• **PROVIDED INFORMATION**:

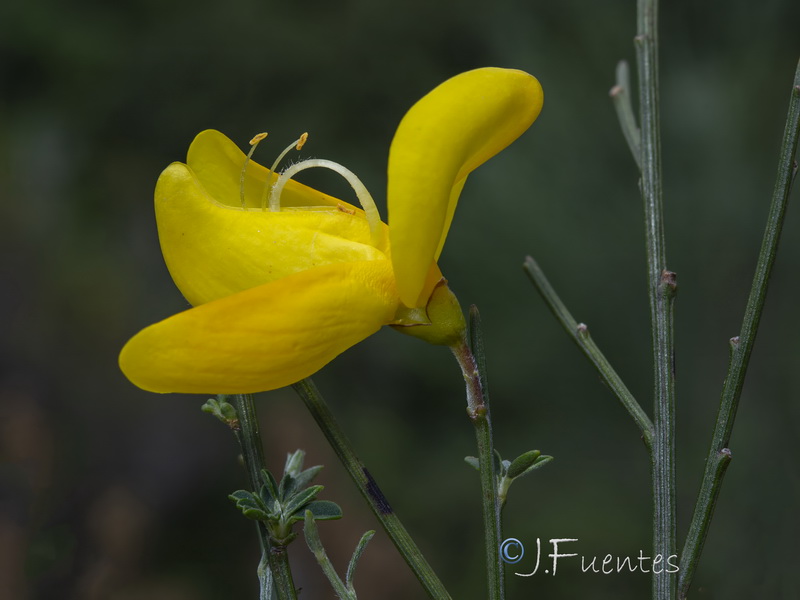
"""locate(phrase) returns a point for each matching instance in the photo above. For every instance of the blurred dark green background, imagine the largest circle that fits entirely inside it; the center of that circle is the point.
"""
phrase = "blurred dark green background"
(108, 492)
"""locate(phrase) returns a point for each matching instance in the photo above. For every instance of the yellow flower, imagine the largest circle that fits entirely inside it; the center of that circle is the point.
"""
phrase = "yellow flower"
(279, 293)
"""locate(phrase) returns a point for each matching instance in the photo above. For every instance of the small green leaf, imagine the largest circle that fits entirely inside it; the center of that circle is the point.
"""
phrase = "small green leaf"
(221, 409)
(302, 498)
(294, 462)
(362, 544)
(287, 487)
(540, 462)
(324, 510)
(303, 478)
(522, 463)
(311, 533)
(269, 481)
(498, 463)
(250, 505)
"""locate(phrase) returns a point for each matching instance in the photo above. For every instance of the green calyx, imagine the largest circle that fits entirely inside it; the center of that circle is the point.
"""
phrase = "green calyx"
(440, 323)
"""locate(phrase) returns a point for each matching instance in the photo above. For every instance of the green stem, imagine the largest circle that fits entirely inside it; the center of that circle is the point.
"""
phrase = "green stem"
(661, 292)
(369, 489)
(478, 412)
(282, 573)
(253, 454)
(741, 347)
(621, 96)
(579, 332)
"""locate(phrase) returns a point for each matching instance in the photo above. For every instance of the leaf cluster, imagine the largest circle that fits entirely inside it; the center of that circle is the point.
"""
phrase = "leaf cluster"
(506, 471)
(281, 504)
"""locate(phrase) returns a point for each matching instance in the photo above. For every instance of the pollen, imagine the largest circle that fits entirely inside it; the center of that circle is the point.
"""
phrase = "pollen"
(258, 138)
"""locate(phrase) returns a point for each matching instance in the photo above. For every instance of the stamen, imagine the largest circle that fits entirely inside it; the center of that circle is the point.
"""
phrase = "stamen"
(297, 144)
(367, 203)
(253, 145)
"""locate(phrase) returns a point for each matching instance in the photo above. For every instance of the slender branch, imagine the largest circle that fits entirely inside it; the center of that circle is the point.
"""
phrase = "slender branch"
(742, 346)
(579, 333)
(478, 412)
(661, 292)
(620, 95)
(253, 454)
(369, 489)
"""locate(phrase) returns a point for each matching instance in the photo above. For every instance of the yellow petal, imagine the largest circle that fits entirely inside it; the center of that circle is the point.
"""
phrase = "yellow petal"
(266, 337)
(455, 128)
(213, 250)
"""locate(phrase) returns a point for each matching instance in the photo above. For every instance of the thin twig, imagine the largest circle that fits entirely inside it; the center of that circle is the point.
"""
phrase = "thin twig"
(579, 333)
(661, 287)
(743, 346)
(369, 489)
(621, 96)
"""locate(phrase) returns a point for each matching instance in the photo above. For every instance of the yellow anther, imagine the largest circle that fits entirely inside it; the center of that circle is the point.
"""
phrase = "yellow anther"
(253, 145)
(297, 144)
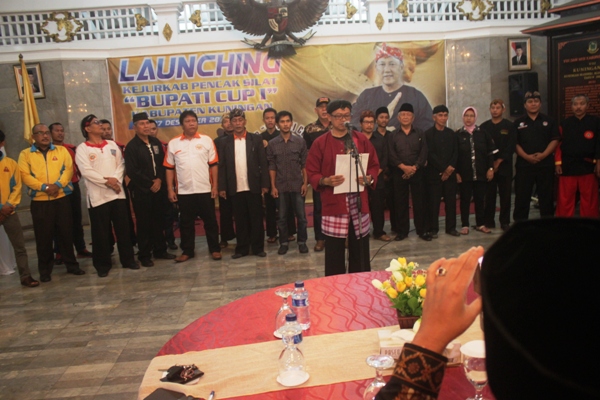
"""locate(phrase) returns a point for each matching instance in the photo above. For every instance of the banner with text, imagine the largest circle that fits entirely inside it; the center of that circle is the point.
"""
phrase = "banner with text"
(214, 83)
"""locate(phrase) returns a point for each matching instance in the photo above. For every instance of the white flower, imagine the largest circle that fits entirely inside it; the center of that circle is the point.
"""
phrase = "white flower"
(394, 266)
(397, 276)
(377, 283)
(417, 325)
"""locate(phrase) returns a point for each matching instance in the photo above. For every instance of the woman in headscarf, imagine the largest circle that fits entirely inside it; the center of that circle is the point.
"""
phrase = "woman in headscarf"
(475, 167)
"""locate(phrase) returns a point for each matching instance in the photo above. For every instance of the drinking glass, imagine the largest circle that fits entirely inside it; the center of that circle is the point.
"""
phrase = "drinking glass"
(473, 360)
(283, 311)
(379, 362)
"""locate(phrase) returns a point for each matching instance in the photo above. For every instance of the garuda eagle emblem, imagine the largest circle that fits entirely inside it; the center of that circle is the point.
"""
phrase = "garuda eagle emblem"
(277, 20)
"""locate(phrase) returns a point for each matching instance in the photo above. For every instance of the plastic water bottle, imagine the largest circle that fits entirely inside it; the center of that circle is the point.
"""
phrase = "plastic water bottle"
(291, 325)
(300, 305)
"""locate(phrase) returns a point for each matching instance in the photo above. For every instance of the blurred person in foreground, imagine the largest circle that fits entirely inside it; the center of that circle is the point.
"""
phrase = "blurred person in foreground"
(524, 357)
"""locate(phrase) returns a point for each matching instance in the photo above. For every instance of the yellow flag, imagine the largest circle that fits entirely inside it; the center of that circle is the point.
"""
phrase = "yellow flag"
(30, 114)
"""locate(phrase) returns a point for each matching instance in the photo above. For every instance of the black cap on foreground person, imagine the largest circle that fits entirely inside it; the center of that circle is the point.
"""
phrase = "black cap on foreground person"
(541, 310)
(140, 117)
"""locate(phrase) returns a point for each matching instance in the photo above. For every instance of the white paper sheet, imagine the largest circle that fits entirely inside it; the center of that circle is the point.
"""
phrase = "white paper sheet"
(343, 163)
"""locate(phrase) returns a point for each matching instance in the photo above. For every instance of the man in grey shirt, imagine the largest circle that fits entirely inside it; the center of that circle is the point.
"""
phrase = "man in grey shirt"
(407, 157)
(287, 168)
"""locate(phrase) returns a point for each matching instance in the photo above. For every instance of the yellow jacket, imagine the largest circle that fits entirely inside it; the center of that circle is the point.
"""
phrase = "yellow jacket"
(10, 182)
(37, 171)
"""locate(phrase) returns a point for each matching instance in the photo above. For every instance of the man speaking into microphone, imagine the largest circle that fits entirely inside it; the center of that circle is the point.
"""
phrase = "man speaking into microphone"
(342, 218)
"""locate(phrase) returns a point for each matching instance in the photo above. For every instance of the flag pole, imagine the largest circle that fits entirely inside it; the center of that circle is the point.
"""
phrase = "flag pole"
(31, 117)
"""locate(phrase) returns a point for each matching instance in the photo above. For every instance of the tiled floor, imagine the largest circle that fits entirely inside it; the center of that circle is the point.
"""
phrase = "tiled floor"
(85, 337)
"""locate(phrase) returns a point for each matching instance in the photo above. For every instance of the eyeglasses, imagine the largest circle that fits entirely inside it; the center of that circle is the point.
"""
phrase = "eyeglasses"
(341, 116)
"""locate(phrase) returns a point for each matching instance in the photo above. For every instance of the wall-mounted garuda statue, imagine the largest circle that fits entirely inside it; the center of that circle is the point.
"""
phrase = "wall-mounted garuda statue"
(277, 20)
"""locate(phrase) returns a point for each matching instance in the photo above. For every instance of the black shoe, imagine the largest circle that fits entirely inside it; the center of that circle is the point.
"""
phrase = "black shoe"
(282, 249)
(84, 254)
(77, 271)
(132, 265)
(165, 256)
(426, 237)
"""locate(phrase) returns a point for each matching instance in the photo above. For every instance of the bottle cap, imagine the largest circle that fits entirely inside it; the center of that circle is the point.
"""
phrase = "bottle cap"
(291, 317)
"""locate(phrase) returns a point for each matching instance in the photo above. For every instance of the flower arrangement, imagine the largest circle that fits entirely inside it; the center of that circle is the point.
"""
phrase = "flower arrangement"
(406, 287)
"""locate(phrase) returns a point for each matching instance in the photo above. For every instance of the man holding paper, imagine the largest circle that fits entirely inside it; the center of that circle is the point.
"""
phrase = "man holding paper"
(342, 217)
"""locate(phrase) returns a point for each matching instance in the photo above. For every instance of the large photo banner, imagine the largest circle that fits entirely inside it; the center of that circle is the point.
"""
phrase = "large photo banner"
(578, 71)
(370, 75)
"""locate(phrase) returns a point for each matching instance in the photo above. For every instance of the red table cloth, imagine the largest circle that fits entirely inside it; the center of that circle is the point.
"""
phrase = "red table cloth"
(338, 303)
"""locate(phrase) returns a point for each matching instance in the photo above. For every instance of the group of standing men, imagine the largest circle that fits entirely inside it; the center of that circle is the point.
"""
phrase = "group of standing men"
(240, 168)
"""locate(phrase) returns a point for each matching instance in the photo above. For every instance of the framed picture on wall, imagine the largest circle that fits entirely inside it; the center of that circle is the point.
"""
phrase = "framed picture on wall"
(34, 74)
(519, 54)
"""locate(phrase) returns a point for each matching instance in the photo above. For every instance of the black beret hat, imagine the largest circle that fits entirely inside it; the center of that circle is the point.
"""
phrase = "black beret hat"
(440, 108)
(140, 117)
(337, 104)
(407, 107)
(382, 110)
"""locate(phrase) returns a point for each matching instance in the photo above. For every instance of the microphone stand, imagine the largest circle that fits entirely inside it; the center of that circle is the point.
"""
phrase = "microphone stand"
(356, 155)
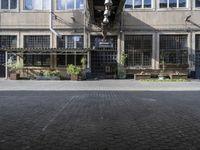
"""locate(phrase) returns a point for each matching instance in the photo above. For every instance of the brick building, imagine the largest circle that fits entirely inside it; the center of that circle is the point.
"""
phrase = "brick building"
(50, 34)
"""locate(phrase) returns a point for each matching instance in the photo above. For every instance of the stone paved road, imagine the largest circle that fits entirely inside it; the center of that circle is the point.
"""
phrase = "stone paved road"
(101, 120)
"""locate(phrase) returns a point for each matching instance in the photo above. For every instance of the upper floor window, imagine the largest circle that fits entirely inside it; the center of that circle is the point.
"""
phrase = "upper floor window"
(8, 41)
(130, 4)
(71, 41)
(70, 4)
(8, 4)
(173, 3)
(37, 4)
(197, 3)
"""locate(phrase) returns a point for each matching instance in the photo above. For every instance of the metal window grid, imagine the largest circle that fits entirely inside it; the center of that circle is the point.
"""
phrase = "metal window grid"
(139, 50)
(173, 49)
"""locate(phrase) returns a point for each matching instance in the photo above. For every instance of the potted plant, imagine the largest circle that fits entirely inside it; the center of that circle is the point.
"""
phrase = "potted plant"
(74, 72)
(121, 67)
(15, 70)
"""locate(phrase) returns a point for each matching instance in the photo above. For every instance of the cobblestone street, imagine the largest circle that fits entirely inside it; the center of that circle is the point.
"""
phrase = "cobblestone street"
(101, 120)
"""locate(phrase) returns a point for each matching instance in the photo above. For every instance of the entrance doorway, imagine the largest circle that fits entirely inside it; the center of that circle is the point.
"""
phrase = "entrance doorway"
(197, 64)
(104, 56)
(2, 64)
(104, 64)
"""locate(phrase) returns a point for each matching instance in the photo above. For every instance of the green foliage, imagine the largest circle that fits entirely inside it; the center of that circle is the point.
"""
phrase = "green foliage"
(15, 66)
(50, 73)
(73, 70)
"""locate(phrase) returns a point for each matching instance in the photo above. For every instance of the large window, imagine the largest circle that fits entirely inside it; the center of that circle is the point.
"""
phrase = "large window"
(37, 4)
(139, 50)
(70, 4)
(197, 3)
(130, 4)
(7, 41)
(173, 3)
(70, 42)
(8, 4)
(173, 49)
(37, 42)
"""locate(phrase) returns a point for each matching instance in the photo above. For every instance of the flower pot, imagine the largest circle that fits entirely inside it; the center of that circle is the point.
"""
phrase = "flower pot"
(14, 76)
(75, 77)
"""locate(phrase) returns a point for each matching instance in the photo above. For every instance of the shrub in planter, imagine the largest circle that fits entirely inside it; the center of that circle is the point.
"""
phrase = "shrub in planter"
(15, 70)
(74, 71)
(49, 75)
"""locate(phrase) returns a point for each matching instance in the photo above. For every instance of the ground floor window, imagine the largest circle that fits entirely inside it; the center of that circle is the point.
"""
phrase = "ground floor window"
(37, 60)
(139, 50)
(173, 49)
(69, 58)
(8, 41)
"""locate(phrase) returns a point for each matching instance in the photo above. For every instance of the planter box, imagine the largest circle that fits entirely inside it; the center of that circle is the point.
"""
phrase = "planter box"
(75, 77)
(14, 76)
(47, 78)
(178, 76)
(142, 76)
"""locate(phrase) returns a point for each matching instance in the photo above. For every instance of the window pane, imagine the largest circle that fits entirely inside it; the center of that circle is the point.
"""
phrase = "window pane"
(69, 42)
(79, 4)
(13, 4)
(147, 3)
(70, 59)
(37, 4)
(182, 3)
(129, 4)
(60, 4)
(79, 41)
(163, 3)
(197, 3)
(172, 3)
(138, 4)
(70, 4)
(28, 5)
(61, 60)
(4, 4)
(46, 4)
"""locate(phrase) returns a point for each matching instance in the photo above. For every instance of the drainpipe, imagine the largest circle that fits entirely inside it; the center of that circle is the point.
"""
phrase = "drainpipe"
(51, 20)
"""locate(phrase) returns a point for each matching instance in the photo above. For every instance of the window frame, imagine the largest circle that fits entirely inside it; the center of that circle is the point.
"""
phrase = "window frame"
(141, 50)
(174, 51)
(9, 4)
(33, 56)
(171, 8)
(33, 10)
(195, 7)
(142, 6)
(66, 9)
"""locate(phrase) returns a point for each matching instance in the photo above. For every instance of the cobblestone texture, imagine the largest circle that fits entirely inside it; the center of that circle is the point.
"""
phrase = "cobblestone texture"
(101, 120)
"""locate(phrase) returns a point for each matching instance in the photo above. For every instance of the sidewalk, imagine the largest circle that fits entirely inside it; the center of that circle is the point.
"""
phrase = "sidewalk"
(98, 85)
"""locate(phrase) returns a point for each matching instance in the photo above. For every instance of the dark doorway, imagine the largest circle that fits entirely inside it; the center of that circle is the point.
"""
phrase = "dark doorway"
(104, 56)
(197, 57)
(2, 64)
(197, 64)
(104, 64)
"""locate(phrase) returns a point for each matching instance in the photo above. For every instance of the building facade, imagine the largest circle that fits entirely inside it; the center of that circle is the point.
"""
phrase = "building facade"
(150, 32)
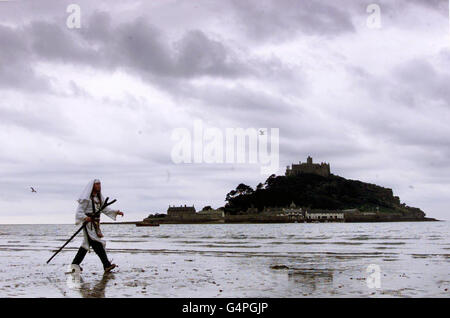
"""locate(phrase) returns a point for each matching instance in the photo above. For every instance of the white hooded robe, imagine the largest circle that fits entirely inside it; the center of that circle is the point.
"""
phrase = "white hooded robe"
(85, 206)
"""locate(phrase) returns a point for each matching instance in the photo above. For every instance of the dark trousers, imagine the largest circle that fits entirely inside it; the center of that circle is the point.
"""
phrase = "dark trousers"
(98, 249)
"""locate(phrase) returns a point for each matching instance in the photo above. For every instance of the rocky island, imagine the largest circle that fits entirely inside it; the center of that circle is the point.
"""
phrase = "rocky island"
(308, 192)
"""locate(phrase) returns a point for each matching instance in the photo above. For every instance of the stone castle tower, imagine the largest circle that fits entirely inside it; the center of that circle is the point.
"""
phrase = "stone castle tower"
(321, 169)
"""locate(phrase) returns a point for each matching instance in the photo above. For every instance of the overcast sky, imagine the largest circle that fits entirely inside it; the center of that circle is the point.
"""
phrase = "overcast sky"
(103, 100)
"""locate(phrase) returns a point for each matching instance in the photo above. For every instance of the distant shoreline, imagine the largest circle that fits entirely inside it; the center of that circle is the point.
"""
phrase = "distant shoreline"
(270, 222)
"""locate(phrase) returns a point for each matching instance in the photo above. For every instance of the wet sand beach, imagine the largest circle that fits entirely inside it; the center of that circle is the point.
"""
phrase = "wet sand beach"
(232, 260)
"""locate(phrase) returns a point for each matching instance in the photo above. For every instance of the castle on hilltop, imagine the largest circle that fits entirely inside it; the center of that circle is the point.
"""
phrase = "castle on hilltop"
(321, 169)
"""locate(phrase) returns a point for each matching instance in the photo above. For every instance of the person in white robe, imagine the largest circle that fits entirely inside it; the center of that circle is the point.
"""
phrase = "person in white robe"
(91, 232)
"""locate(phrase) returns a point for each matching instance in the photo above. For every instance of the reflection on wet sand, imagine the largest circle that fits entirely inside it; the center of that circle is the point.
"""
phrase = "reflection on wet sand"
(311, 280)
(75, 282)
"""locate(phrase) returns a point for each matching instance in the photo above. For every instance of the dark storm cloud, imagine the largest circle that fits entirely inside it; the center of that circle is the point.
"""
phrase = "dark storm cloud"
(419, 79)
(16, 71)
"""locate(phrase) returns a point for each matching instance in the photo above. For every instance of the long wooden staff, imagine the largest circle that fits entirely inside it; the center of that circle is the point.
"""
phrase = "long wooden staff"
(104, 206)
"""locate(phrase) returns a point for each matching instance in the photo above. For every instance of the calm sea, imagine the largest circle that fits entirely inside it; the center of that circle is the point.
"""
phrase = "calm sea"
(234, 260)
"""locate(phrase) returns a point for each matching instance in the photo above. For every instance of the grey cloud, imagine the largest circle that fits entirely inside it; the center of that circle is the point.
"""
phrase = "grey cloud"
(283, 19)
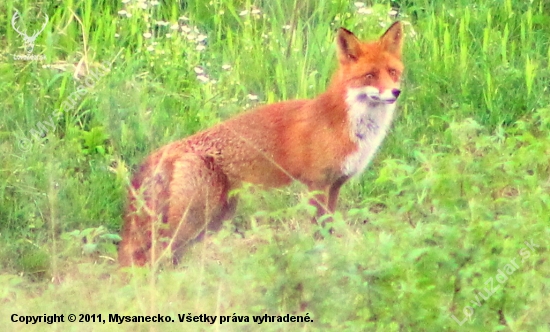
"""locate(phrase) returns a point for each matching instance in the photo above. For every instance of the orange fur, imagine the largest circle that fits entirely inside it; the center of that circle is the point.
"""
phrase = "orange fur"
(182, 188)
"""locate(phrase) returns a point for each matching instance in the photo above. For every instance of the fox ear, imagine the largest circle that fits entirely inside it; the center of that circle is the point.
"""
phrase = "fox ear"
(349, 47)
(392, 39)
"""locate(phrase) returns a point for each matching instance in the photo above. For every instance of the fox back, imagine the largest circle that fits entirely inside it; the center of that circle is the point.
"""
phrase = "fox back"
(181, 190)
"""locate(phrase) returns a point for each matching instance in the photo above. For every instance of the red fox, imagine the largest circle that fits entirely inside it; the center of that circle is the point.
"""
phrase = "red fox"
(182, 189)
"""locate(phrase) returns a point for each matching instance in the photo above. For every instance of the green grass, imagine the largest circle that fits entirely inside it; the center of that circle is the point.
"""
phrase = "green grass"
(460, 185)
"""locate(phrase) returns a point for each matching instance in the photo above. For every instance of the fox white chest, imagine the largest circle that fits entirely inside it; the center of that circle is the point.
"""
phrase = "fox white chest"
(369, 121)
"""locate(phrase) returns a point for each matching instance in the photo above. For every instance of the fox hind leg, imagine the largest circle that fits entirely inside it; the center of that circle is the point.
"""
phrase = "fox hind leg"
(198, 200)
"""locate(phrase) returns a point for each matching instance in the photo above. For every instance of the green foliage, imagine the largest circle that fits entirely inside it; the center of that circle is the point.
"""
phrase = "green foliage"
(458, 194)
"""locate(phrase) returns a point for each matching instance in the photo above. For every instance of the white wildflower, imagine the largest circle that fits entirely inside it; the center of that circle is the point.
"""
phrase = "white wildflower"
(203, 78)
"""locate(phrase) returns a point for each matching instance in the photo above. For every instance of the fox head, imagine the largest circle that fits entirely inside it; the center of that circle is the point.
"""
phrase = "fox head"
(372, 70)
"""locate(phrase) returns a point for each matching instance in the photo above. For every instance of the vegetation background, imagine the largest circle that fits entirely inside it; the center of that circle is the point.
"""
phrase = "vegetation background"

• **WHAT YOU HAVE TO DO**: Reproduce only the lines between the line containing "fox head, imagine" and the last line of the records, those two lines included, exactly.

• **FULL SOLUTION**:
"""locate(phrase) returns a point for each matching instance in the photo above. For every instance of the fox head, imagine the largest circle that fits entirely inside it; the center of that circle is the point.
"""
phrase = "fox head"
(372, 70)
"""locate(phrase) returns a point for each matching instance in the photo above. For every instance of the vegetation background, imagine the largest circle that fits entirely inside it; the center of that circle is the point.
"""
phrase = "vegetation background"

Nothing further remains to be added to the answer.